PASSAGE GIVEN:

SonarSource CodeAdvent Security Calendar 2021 Notes

Notes related to RipsTech/SonarSource CodeAdvent Security Calendar 2021.

Day 1

• Line 13: The code registers a handler for message events and writes the event’s data directly into the DOM.

• Vulnerability: This approach poses a security risk. Malicious websites can embed this page and send a message containing malicious code (XSS payload) that gets executed by the handler.

This challenge is based on Ghost CMS: https://www.sonarsource.com/blog/ghost-admin-takeover/

Day 2

• Security Issue: The code uses os.path.join to combine user-provided data (img parameter) with a fixed path.

• Vulnerability in os.path.join: According to the documentation, if any path segment in os.path.join starts with a forward slash (/), it’s treated as an absolute path, discarding everything before it.

• Exploitation: A malicious user could send a request with img set to /etc/passwd. This absolute path would bypass the intended path construction and potentially allow access to the system’s password file!

This challenge is based on https://www.sonarsource.com/blog/10-unknown-security-pitfalls-for-python/

Day 3

• Missing Security Check: The code lacks a check for the .phar extension, which is often interpreted as PHP by default Apache configurations.

• Inherent Risk of Extension Blocklists: As discussed in our blog post about elFinder vulnerabilities, extension blocklists are often unreliable and can be bypassed.

This challenge is based on https://www.sonarsource.com/blog/elfinder-case-study-of-web-file-manager-vulnerabilities/

Day 4

• Missing Content-Type Header: Files are stored without extensions, causing Apache to omit a Content-Type header in the response.

• Browser Misinterpretation: Modern browsers often interpret files without a specified content type as HTML, leading to a potential Stored Cross-Site Scripting (XSS) vulnerability.

Day 5

Hint Given: PATH is ignored by execl, but several bug hunters already found that the command could be executed from the current working directory. Speaking of environment variables, can you think of another interesting one?

DIRECTIONS:
A - Please retype the part of the security calendar notes that opens with the words containing "Notes related to" and closes with "by the handler.".
B - Answer these questions from the security calendar notes:
(i) Which Python function does the Day 2 code use to combine the img parameter with a fixed path?
(ii) Which file extension does the Day 3 code fail to check for?
(iii) Which response header does Apache omit for the files described under Day 4?
C - Proceed with the security calendar notes from the point where they stop.
The items here have no connection to the security calendar notes.

[Entries from a pointing dataset]
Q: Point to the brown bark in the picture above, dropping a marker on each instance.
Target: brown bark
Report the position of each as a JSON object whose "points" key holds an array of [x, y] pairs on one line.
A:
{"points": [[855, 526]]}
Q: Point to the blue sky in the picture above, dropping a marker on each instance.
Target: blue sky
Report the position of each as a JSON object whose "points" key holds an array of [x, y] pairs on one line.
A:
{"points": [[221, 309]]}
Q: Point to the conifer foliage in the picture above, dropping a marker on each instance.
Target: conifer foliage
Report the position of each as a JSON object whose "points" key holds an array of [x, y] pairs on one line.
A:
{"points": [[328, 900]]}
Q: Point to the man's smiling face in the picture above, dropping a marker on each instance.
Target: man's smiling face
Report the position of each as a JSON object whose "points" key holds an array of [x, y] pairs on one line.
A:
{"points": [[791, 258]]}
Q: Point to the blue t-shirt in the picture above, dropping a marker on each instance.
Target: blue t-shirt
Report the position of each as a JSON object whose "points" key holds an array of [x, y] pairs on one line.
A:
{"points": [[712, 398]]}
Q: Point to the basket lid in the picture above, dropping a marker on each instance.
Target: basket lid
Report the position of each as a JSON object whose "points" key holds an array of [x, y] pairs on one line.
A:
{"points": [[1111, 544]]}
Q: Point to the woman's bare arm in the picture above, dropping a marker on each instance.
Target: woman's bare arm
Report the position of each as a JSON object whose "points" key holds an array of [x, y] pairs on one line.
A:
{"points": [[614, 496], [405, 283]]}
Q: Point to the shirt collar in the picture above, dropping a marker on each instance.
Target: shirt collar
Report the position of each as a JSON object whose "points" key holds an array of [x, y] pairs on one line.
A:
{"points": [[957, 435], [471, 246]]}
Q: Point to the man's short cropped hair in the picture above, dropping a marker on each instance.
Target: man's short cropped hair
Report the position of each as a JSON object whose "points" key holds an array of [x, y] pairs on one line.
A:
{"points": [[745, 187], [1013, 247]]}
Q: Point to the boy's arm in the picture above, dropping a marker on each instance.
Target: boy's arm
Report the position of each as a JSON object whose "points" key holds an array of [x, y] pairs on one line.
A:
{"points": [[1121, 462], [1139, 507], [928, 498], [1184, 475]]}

ANSWERS TO EACH TASK:
A -
Notes related to RipsTech/SonarSource CodeAdvent Security Calendar 2021.

Day 1

• Line 13: The code registers a handler for message events and writes the event’s data directly into the DOM.

• Vulnerability: This approach poses a security risk. Malicious websites can embed this page and send a message containing malicious code (XSS payload) that gets executed by the handler.

B -
(i) os.path.join
(ii) .phar
(iii) Content-Type

C -
• Insecure Environment Inheritance: The execl() function on line 16 inherits the environment variables from the parent process.
• Potential for Privilege Escalation: Malicious actors could exploit this by setting environment variables like MODPROBE_OPTIONS to load arbitrary kernel modules, potentially leading to privilege escalation.
• Mitigation: Always provide a clean environment to execl() to prevent unintended consequences.

Day 6

• Vulnerable Bash Expansion: The code is susceptible to manipulation through bash expansion within the tar command. Example: An attacker could create a file named "-I touch shell" in the /opt/webapp directory. When executed by tar, the -I touch shell argument would be interpreted, potentially creating a file named “shell”.
• Alternative Attack Methods: --checkpoint-action Argument: Replies suggest exploiting the --checkpoint-action argument for similar malicious purposes.
• Filename Manipulation: Uploading filenames containing special characters like ; (semicolon) could also allow command injection.
• Zip Slip Vulnerability: The vulnerability extends to potential Zip Slip attacks on the .tar archive format. Uploading a file with a specially crafted directory traversal path (e.g., ../../evil.sh) could lead to the extraction of malicious code outside the intended directory and its subsequent execution.

Day 7

• DNS Rebinding Vulnerability: The code’s reliance on two separate DNS queries, first with Dns.GetHostEntry() and then with WebRequest, creates an opportunity for DNS rebinding attacks.
• Attack Scenario: A malicious actor could exploit this by manipulating DNS responses to redirect the second WebRequest to a malicious server, even if the initial DNS query was validated against an allowlist.
• Mitigation: To prevent this, always use the IP address obtained from the initial DNS query, rather than relying on a subsequent DNS lookup. This ensures that the request is sent to the intended server.

Day 8

• Buffer Overflow Vulnerability: The server code on line 13 reads 16 bytes into a buffer without validating for null termination.
• Data Exposure Risk: An attacker can exploit this vulnerability by sending a 16-byte input that doesn’t end with a null byte. This can cause the server to read and return additional data from adjacent memory locations, potentially including sensitive information.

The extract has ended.